## TASK TO COMPLETE
Please copy the lines below word for word, leaving out the pictures.

## RECORDED INFORMATION
------

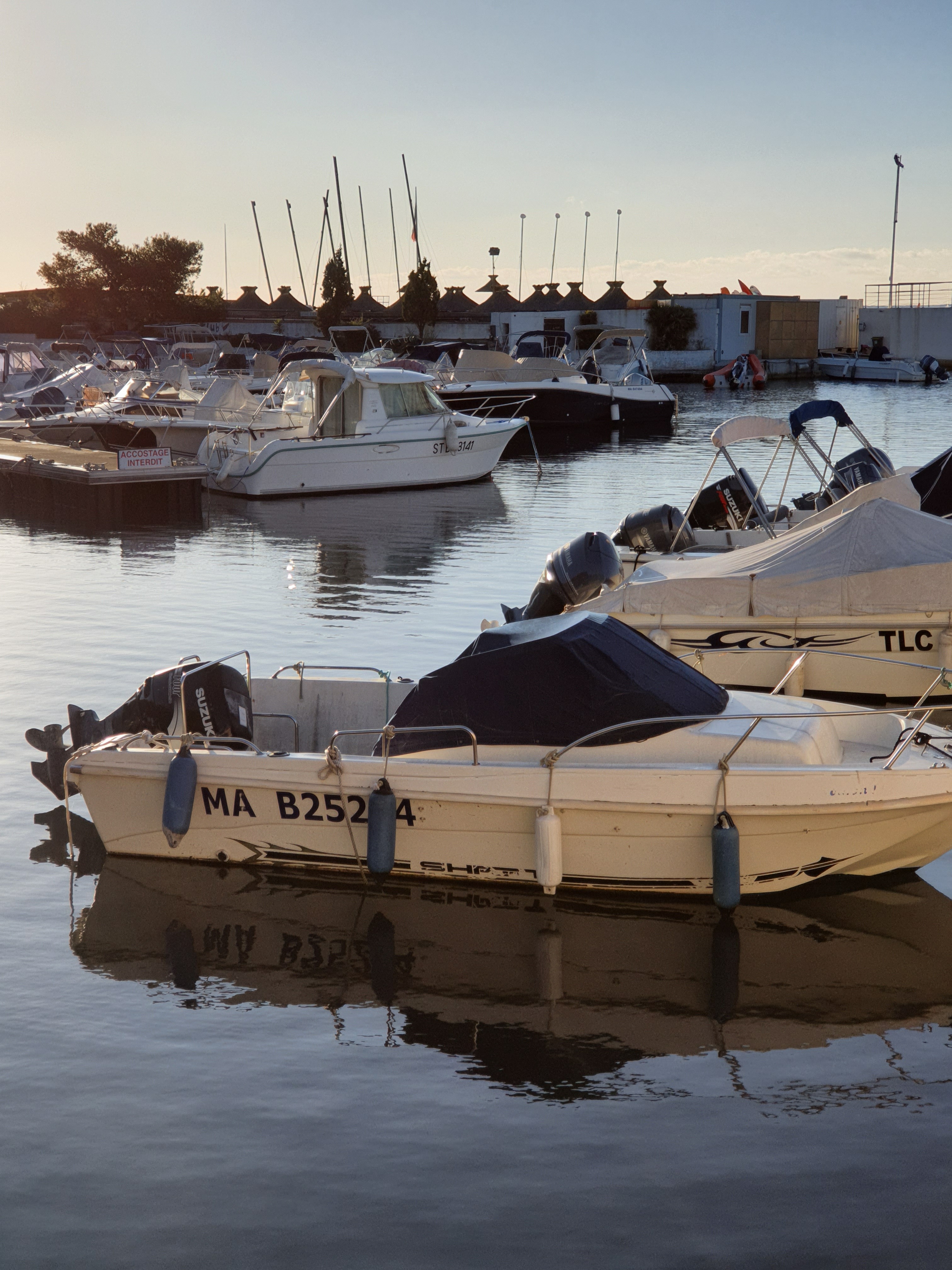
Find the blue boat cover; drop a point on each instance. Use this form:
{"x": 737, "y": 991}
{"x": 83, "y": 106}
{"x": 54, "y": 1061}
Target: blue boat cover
{"x": 552, "y": 680}
{"x": 809, "y": 411}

------

## CORRECT OUTPUT
Find the blue boat cover; drop a point on each instance. Use this form:
{"x": 737, "y": 991}
{"x": 83, "y": 106}
{"x": 54, "y": 1061}
Target: blue boat cover
{"x": 552, "y": 680}
{"x": 809, "y": 411}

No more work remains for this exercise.